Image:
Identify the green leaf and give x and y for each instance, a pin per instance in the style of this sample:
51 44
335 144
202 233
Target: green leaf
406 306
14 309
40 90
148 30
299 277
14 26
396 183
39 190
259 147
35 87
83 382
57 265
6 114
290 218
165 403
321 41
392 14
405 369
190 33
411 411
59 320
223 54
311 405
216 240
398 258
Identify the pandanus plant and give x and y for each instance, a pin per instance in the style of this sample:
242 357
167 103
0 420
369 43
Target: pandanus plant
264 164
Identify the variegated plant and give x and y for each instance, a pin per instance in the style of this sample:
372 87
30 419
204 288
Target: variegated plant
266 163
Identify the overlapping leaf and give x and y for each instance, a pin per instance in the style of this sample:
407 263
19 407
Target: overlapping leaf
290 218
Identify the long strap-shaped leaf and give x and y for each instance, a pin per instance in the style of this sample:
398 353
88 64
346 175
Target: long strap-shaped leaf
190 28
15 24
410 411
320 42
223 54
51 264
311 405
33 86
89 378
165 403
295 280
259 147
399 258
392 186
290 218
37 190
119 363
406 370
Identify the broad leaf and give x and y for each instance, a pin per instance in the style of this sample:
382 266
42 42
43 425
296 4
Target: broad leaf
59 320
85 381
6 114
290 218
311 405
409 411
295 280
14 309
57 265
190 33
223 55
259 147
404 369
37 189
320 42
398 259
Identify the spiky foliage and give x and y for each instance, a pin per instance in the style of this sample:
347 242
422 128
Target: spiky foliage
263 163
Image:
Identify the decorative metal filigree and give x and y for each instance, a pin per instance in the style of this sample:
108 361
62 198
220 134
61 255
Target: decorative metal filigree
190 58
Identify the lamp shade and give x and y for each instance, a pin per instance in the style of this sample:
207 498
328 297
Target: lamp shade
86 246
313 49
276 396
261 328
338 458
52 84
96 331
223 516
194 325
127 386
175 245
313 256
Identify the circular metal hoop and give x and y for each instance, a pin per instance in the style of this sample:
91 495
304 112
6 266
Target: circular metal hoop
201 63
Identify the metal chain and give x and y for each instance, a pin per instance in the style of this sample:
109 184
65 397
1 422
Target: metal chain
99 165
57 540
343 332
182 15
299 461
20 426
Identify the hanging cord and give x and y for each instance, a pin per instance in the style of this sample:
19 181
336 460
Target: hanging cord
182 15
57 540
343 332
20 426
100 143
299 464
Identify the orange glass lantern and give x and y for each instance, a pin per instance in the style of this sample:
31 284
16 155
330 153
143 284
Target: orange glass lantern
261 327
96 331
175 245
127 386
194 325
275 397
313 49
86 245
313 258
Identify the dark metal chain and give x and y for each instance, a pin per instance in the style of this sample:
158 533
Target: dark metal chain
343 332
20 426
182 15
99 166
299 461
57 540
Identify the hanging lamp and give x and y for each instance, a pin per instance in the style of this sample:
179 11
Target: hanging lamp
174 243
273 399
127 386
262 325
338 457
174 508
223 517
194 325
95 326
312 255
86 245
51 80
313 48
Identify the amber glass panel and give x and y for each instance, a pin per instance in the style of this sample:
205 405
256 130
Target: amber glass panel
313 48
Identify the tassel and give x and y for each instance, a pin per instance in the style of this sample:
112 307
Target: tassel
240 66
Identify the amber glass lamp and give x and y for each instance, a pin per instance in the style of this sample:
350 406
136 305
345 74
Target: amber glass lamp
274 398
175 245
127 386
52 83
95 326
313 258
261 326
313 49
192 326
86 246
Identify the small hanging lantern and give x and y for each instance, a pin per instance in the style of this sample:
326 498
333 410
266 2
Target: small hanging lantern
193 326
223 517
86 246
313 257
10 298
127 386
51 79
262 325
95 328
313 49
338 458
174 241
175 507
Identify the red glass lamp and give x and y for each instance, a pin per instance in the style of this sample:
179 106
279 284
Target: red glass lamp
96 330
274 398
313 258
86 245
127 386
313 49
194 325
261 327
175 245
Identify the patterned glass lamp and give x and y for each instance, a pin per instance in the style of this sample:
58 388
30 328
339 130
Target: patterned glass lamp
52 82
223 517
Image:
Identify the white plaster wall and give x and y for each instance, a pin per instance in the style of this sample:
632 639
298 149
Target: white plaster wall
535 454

Exercise details → Please output every line shown above exactly.

Output for this exercise →
Image:
Identify the green leaf and give x and y for each instance, a pin per instance in the style of this sample:
51 44
335 144
202 233
Target: green leaf
406 306
14 309
40 90
148 30
299 277
14 26
396 183
39 190
259 147
35 87
83 382
57 265
6 114
290 218
165 403
321 41
392 14
405 369
190 33
411 411
59 320
223 54
311 405
216 240
398 258
Identify the pandanus plant and give x and y for each instance, a pin per instance in the style of this sample:
242 357
167 103
0 420
369 43
Target: pandanus plant
264 164
Identify the variegated plant and give x and y for each instance, a pin per instance in the style of this sample:
372 87
30 419
204 288
Target: variegated plant
266 163
Identify the overlapping leaf and give x and y for each instance, a pin per instance in the style of this sample:
407 263
19 407
Target: overlapping leaf
290 218
Identify the long strap-shaped leaf and give x and y for each instance, a pin per instance in the style of this sample:
398 353
88 64
346 175
Target: long strap-shaped leaf
190 28
15 24
410 411
320 42
223 54
51 264
311 405
33 86
89 378
165 403
295 280
259 147
399 258
392 186
290 218
37 190
119 363
406 370
Identify the broad leaf and give x and y for each instance, a pin per instance in the style of this sample:
382 266
42 42
43 425
296 4
Target: broad leaf
59 320
85 381
6 114
290 218
311 405
409 411
295 280
14 309
57 265
190 33
223 55
259 147
404 369
37 189
320 42
398 259
Identify the spiky foliage and give x and y for each instance, a pin per instance in the style of this sample:
347 242
422 128
Target: spiky foliage
263 163
Image:
Identify the decorative metal filigree and give x and y for each instance, a pin per instance in the style of this sample:
108 361
62 198
220 134
61 255
Target: decorative metal filigree
190 58
Identify the lamp shade and give x and y for each instance, a pin per instance in the style of this sample:
207 498
328 297
Target: lamp shade
86 246
313 49
276 396
261 328
338 458
52 84
96 331
223 516
194 325
127 386
175 245
313 256
Identify the circular metal hoop and give x and y for each instance, a pin per instance in the style of this sample:
91 495
304 112
6 266
Target: circular metal hoop
201 63
Identify the metal chain and give x and y for each instance, a pin per instance in the style of this sample:
109 184
65 397
1 422
Target: metal chain
99 165
57 540
343 332
182 15
299 461
20 426
Identify the hanging cord and give x and y for each instance, a pin per instance in the style of this sample:
19 181
336 460
Target: hanging cord
182 15
57 540
343 332
20 426
100 143
299 464
Identify the orange glass lantern and give x and y for each instance, a pin per instance in the style of this sample:
31 284
16 155
330 153
143 284
Target: orange glass lantern
261 327
96 331
175 245
127 386
194 325
275 397
313 49
86 245
313 258
Identify the dark metal chain and give x and y for each instance, a pin per instance in the style of this sample:
158 533
Target: dark metal chain
343 332
20 426
182 15
99 166
299 461
57 540
Identify the hanging lamp and give x and y for each instance, a pin per instance in the style of this sample:
179 11
Target: hanging lamp
174 243
273 399
127 386
262 325
338 457
174 508
223 517
194 325
95 326
312 255
86 245
51 80
313 48
Identify the amber glass panel and give x and y for each instance, a pin per instance in the style of this sample:
205 405
256 130
Target: amber glass panel
313 48
Identify the tassel and give x and y for each instance, a pin per instance in the style of this sample:
112 307
Target: tassel
240 66
Identify the amber glass lamp and give x and y for each instance, a pin per instance in the style of this sample:
350 406
136 305
345 74
Target: amber glass lamp
274 398
175 245
127 386
52 83
95 326
313 258
261 326
313 49
192 326
86 246
Identify the small hanging lantern and give x and y for each instance, a pin per instance in the style of this sample:
326 498
333 410
266 2
Target: small hanging lantern
193 326
223 517
86 246
313 257
10 298
127 386
51 79
262 325
95 328
313 49
338 458
174 241
175 507
Identify the red glass lamp and give x and y for each instance, a pin per instance in the style of this sample:
179 106
279 284
Target: red glass lamp
96 330
274 398
313 258
86 245
127 386
313 49
194 325
261 327
175 245
Identify the patterned glass lamp and give x and y for each instance, a pin per instance in the style of this sample:
58 388
30 328
339 130
Target: patterned glass lamp
52 82
223 517
Image:
Identify the white plaster wall and give x and y for each instance, a pin per instance in the style of this sample:
632 639
298 149
Target: white plaster wall
535 454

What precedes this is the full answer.